-- Goal of the exercise --
Change "rough mask" to "coarse mask" everywhere it occurs in the entries below, and leave all other text as it is.

Segmentation mask data
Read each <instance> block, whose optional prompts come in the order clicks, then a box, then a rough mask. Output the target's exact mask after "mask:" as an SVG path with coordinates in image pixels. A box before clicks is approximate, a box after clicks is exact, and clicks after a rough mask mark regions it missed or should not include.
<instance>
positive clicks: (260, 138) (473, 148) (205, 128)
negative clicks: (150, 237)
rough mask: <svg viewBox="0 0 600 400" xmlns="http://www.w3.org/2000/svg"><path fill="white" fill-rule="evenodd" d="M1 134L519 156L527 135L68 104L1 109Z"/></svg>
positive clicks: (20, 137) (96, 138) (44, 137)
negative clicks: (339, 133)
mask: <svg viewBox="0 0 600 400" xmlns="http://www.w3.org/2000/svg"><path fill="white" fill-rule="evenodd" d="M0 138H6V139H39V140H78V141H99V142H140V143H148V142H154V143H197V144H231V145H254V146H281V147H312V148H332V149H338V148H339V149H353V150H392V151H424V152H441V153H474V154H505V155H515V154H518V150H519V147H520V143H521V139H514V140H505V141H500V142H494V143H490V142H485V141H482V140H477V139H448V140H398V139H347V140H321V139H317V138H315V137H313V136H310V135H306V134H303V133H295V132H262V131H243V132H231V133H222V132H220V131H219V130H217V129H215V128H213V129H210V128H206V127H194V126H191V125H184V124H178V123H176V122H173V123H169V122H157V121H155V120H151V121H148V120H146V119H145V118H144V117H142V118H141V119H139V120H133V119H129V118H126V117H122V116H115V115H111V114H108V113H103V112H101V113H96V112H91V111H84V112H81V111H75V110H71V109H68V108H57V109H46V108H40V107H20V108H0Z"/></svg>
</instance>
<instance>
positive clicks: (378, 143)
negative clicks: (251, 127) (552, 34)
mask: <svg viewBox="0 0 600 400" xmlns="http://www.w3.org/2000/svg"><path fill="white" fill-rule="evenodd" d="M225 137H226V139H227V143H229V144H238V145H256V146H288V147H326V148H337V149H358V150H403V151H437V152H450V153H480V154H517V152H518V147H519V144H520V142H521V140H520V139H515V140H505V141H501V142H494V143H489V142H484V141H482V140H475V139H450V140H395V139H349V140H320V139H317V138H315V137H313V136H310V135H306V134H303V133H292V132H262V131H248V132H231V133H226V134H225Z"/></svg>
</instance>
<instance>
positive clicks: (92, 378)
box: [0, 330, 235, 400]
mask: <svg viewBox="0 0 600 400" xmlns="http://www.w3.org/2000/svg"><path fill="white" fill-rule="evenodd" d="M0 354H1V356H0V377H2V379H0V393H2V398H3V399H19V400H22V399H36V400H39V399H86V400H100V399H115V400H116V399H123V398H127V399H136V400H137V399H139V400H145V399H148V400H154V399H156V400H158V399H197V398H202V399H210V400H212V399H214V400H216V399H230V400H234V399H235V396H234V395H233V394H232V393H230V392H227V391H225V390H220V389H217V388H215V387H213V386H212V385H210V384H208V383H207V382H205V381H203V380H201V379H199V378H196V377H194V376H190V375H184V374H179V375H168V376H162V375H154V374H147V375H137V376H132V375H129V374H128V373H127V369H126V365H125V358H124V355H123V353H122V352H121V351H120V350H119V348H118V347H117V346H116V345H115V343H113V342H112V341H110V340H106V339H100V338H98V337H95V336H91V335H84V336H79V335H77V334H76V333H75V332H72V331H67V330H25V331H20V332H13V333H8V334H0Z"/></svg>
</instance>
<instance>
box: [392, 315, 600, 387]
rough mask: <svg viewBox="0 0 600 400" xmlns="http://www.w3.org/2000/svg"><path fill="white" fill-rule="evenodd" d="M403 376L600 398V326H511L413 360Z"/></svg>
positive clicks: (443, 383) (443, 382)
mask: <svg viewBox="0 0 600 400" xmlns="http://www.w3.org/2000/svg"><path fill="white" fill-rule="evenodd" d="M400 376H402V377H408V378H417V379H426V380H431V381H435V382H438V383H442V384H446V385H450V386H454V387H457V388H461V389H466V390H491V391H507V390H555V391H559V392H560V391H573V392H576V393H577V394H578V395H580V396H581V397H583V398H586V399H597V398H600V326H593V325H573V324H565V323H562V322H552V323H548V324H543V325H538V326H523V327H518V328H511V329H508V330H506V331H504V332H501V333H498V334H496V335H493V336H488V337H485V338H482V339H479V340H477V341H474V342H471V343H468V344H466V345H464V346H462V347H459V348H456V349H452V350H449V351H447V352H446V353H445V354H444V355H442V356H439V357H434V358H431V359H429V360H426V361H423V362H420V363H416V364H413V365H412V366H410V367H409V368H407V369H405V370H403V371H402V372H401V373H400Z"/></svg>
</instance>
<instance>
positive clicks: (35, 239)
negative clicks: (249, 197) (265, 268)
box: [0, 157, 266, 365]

-- Solution to the problem --
Read each <instance> block, whose optional prompts come in the order clicks, then a box, then a coarse mask. Output the target's exact mask after "mask:" as an SVG path with coordinates in image pixels. A box before clicks is approximate, a box after clicks is exact, and clicks after a coarse mask mark regions it missed or should not include.
<instance>
positive clicks: (260, 138) (473, 148) (205, 128)
negative clicks: (150, 237)
coarse mask: <svg viewBox="0 0 600 400" xmlns="http://www.w3.org/2000/svg"><path fill="white" fill-rule="evenodd" d="M1 134L519 156L527 135L68 104L1 109Z"/></svg>
positive clicks: (20, 137) (96, 138) (44, 137)
negative clicks: (339, 133)
mask: <svg viewBox="0 0 600 400" xmlns="http://www.w3.org/2000/svg"><path fill="white" fill-rule="evenodd" d="M0 138H6V139H39V140H78V141H99V142H140V143H148V142H154V143H197V144H231V145H254V146H281V147H312V148H332V149H338V148H339V149H353V150H392V151H424V152H441V153H474V154H505V155H515V154H518V150H519V147H520V143H521V139H514V140H505V141H500V142H494V143H490V142H485V141H482V140H477V139H448V140H398V139H347V140H321V139H317V138H315V137H313V136H310V135H306V134H303V133H295V132H262V131H243V132H231V133H222V132H220V131H219V130H217V129H215V128H213V129H210V128H206V127H194V126H191V125H184V124H178V123H176V122H173V123H169V122H157V121H155V120H151V121H148V120H146V119H145V118H144V117H142V118H141V119H139V120H133V119H129V118H126V117H122V116H115V115H111V114H108V113H103V112H101V113H96V112H91V111H84V112H81V111H75V110H71V109H68V108H57V109H46V108H40V107H20V108H0Z"/></svg>
</instance>
<instance>
positive clicks: (378, 143)
negative clicks: (251, 127) (552, 34)
mask: <svg viewBox="0 0 600 400" xmlns="http://www.w3.org/2000/svg"><path fill="white" fill-rule="evenodd" d="M225 137H226V139H227V143H229V144H238V145H256V146H288V147H326V148H337V149H358V150H403V151H437V152H450V153H480V154H517V152H518V147H519V144H520V142H521V140H520V139H515V140H505V141H501V142H494V143H489V142H484V141H482V140H475V139H450V140H395V139H349V140H320V139H317V138H315V137H313V136H310V135H306V134H303V133H292V132H262V131H248V132H231V133H226V134H225Z"/></svg>
</instance>
<instance>
positive clicks: (92, 378)
box: [0, 330, 235, 400]
mask: <svg viewBox="0 0 600 400" xmlns="http://www.w3.org/2000/svg"><path fill="white" fill-rule="evenodd" d="M0 354H1V356H0V377H2V379H0V393H2V398H3V399H19V400H22V399H36V400H39V399H86V400H100V399H115V400H116V399H123V398H127V399H136V400H137V399H139V400H145V399H148V400H154V399H156V400H158V399H197V398H202V399H210V400H212V399H214V400H216V399H230V400H234V399H235V396H234V395H233V394H232V393H230V392H227V391H225V390H220V389H217V388H215V387H213V386H212V385H210V384H208V383H207V382H205V381H203V380H201V379H199V378H196V377H194V376H190V375H184V374H179V375H168V376H162V375H154V374H147V375H137V376H132V375H129V374H128V373H127V369H126V365H125V358H124V355H123V353H122V352H121V351H120V350H119V348H118V347H117V346H116V345H115V343H113V342H112V341H110V340H106V339H100V338H98V337H95V336H91V335H84V336H79V335H77V334H76V333H75V332H72V331H67V330H25V331H20V332H13V333H8V334H0Z"/></svg>
</instance>
<instance>
box: [392, 315, 600, 387]
coarse mask: <svg viewBox="0 0 600 400" xmlns="http://www.w3.org/2000/svg"><path fill="white" fill-rule="evenodd" d="M403 376L600 398V326H511L413 360Z"/></svg>
positive clicks: (443, 383) (443, 382)
mask: <svg viewBox="0 0 600 400" xmlns="http://www.w3.org/2000/svg"><path fill="white" fill-rule="evenodd" d="M400 376H402V377H408V378H417V379H426V380H431V381H435V382H438V383H442V384H446V385H450V386H454V387H457V388H461V389H466V390H491V391H507V390H555V391H559V392H560V391H573V392H576V393H577V394H578V395H580V396H581V397H583V398H586V399H597V398H600V326H593V325H573V324H565V323H562V322H552V323H548V324H543V325H538V326H523V327H518V328H511V329H508V330H506V331H504V332H501V333H498V334H496V335H493V336H488V337H485V338H482V339H479V340H477V341H474V342H471V343H468V344H466V345H464V346H462V347H459V348H456V349H452V350H449V351H447V352H446V353H445V354H444V355H442V356H439V357H434V358H431V359H429V360H426V361H423V362H420V363H416V364H413V365H412V366H410V367H409V368H407V369H405V370H403V371H402V372H401V373H400Z"/></svg>
</instance>
<instance>
positive clicks: (35, 239)
negative clicks: (249, 197) (265, 268)
box: [0, 157, 266, 365]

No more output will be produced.